_Input material_
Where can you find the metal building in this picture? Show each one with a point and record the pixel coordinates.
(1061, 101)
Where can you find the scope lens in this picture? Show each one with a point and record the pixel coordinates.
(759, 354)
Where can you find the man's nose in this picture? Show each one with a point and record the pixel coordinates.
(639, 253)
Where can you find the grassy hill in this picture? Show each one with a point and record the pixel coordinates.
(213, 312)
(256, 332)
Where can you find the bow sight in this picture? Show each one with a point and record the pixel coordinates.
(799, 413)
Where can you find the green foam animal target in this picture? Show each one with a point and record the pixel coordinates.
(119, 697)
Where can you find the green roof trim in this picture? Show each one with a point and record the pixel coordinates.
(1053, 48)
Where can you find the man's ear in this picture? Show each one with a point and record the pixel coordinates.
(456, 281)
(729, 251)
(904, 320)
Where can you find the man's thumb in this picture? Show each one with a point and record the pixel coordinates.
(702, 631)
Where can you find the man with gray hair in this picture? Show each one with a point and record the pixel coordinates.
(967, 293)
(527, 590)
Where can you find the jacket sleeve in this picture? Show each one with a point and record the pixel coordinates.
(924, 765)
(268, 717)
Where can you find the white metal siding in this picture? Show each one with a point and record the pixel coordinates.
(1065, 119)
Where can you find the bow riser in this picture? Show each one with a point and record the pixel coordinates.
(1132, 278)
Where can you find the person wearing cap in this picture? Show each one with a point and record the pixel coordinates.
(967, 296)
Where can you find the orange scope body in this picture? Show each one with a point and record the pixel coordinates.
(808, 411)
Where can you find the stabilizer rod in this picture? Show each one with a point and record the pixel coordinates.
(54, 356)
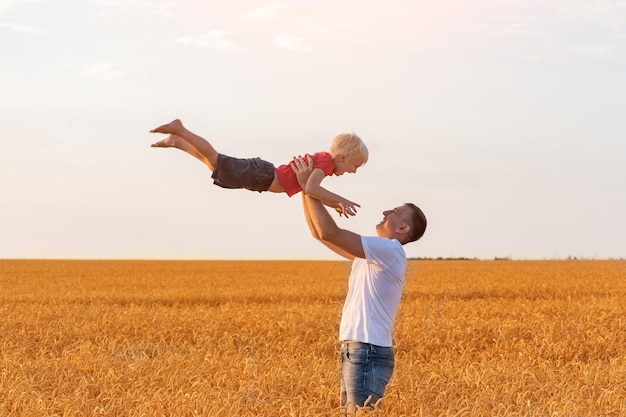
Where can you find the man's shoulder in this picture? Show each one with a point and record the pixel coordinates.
(382, 244)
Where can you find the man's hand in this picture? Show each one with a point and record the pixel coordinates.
(303, 168)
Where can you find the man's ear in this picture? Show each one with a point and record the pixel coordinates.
(403, 229)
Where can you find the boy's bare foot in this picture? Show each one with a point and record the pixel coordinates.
(171, 141)
(174, 128)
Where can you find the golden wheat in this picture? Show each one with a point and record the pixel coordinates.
(176, 338)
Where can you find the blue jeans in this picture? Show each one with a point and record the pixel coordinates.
(365, 371)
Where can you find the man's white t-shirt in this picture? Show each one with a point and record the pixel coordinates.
(374, 292)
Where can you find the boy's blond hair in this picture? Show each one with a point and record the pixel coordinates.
(350, 145)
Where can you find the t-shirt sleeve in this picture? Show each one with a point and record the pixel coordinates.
(380, 251)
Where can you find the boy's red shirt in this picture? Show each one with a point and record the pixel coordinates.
(288, 179)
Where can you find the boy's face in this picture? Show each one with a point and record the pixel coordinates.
(343, 165)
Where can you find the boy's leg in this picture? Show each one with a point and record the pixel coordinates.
(181, 138)
(173, 141)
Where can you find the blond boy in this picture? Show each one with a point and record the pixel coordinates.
(347, 153)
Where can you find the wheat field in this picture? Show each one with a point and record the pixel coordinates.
(258, 338)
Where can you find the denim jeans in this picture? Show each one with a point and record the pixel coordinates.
(365, 371)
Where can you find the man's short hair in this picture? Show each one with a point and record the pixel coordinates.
(418, 223)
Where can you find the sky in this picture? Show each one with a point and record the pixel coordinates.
(502, 119)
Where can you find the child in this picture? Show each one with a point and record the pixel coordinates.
(347, 153)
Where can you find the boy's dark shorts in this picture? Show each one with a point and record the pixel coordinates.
(254, 174)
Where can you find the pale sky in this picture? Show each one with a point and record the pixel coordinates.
(502, 119)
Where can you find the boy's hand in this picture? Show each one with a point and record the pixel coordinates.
(347, 208)
(303, 168)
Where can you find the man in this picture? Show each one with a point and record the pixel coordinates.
(374, 291)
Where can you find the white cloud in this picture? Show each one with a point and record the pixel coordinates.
(21, 28)
(139, 7)
(292, 43)
(270, 11)
(217, 39)
(8, 3)
(591, 51)
(104, 71)
(282, 10)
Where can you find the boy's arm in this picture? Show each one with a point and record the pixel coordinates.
(343, 242)
(313, 188)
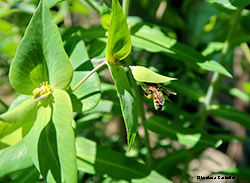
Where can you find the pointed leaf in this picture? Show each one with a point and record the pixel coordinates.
(119, 41)
(109, 162)
(127, 101)
(22, 116)
(87, 96)
(62, 118)
(40, 55)
(51, 141)
(14, 158)
(143, 74)
(32, 138)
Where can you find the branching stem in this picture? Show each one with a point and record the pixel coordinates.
(4, 104)
(87, 76)
(125, 7)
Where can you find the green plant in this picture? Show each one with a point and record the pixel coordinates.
(48, 127)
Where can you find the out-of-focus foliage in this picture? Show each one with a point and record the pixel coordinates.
(106, 130)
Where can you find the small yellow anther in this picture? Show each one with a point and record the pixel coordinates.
(43, 92)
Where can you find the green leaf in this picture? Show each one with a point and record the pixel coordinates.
(187, 90)
(154, 177)
(143, 74)
(185, 136)
(231, 114)
(106, 161)
(229, 6)
(93, 159)
(241, 172)
(171, 160)
(64, 135)
(29, 174)
(154, 40)
(21, 117)
(127, 101)
(40, 56)
(20, 99)
(240, 94)
(14, 158)
(119, 41)
(50, 3)
(87, 96)
(51, 140)
(32, 139)
(105, 16)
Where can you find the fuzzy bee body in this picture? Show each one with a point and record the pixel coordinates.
(158, 93)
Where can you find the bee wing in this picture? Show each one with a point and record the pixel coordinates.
(147, 92)
(167, 91)
(166, 98)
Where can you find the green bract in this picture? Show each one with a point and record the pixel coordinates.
(40, 56)
(42, 68)
(119, 41)
(142, 74)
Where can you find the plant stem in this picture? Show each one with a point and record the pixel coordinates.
(125, 7)
(143, 119)
(246, 51)
(88, 75)
(94, 5)
(146, 137)
(214, 85)
(4, 104)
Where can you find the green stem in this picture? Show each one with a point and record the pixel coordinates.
(87, 76)
(246, 51)
(143, 118)
(125, 7)
(146, 137)
(214, 85)
(94, 5)
(4, 104)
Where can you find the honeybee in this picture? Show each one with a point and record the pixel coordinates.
(158, 92)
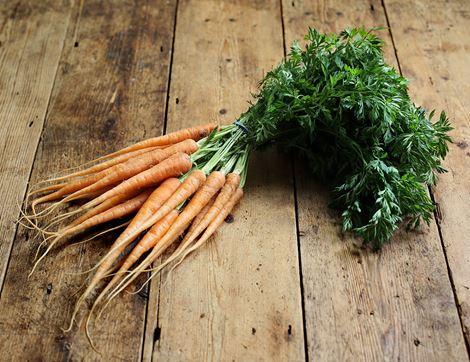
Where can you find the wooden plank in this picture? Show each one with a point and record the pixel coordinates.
(31, 41)
(434, 52)
(393, 305)
(111, 90)
(239, 297)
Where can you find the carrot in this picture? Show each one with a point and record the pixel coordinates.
(182, 193)
(105, 205)
(137, 165)
(155, 233)
(175, 165)
(213, 226)
(199, 218)
(213, 184)
(99, 167)
(198, 226)
(113, 213)
(195, 133)
(151, 206)
(116, 173)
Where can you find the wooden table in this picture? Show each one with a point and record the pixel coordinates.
(82, 78)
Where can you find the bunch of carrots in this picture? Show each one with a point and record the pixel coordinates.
(183, 183)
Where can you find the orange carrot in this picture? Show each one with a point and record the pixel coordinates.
(154, 203)
(137, 165)
(116, 173)
(113, 213)
(156, 232)
(113, 201)
(229, 188)
(175, 165)
(213, 226)
(213, 184)
(182, 193)
(195, 133)
(101, 166)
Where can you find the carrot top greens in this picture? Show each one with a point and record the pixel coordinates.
(339, 106)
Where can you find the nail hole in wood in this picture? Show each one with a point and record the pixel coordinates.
(156, 334)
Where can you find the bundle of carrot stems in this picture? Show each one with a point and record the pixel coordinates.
(336, 103)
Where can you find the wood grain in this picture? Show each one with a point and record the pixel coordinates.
(434, 51)
(393, 305)
(238, 298)
(31, 41)
(111, 90)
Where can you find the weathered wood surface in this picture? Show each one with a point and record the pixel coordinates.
(433, 47)
(393, 305)
(110, 91)
(239, 297)
(31, 40)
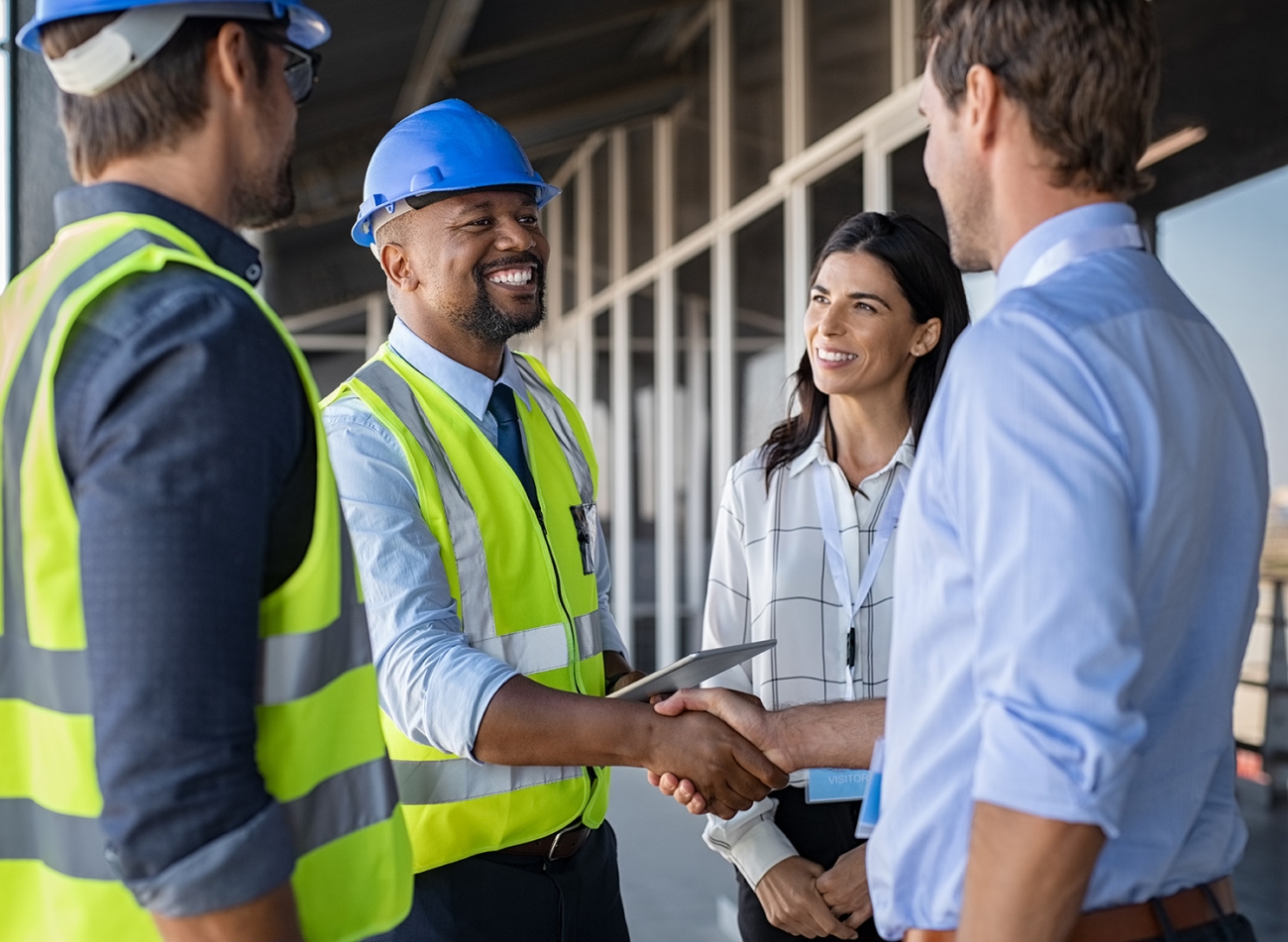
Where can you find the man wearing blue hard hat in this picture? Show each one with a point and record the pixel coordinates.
(469, 484)
(189, 736)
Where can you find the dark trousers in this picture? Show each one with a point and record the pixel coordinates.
(509, 897)
(1233, 928)
(819, 833)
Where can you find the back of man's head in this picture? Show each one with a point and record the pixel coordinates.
(153, 108)
(1085, 71)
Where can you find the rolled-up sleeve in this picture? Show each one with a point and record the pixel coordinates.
(1043, 491)
(433, 684)
(750, 839)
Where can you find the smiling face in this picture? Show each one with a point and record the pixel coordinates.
(478, 261)
(859, 330)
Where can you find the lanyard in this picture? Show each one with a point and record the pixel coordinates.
(1082, 245)
(831, 527)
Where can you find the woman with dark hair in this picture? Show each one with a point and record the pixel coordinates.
(803, 552)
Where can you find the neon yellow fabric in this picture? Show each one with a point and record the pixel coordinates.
(353, 877)
(542, 558)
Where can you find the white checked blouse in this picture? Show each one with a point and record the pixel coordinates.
(769, 579)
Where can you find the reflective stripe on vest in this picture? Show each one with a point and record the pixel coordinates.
(320, 747)
(554, 414)
(73, 846)
(455, 805)
(527, 652)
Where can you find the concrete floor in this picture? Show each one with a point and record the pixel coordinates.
(675, 889)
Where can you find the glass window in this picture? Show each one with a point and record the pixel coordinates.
(600, 418)
(758, 93)
(833, 198)
(848, 58)
(922, 47)
(600, 220)
(694, 142)
(644, 456)
(567, 206)
(639, 198)
(1227, 253)
(760, 376)
(910, 189)
(694, 444)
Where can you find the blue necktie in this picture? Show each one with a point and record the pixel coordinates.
(509, 438)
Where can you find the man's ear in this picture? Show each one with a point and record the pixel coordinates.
(230, 62)
(980, 106)
(398, 267)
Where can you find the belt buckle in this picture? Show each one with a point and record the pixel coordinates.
(559, 837)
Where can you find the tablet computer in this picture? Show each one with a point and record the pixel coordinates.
(691, 671)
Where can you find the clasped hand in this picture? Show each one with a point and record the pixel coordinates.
(746, 715)
(713, 761)
(802, 898)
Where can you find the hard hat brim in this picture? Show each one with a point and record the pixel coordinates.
(307, 27)
(364, 233)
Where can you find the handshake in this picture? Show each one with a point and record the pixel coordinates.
(721, 753)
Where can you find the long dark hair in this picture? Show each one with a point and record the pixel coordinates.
(923, 270)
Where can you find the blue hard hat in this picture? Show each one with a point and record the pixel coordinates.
(442, 149)
(307, 29)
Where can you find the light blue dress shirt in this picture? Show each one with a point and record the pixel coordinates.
(433, 684)
(1076, 579)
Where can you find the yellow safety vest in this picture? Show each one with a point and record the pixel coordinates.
(526, 593)
(318, 747)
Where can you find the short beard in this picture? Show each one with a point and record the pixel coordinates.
(268, 201)
(967, 220)
(492, 326)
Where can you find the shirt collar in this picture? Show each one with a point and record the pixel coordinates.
(816, 452)
(469, 387)
(226, 249)
(1035, 242)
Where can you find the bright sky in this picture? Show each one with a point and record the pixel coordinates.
(1229, 251)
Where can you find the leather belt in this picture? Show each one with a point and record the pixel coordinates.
(1136, 921)
(558, 846)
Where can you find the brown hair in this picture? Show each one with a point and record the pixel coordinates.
(1086, 71)
(922, 267)
(150, 110)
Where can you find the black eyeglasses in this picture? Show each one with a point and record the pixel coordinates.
(301, 64)
(301, 71)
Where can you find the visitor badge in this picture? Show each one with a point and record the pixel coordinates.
(871, 808)
(836, 785)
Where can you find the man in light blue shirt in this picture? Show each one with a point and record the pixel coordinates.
(1077, 571)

_Assignment_
Write out, exactly as given, the line containing "Where can you find the man in light" and every line after it to the end of the records. Include nothing else.

_Answer to this exercise_
Where can you find the man in light blue shirt in this picture? Show each one with a point and record the pixel coordinates.
(1077, 571)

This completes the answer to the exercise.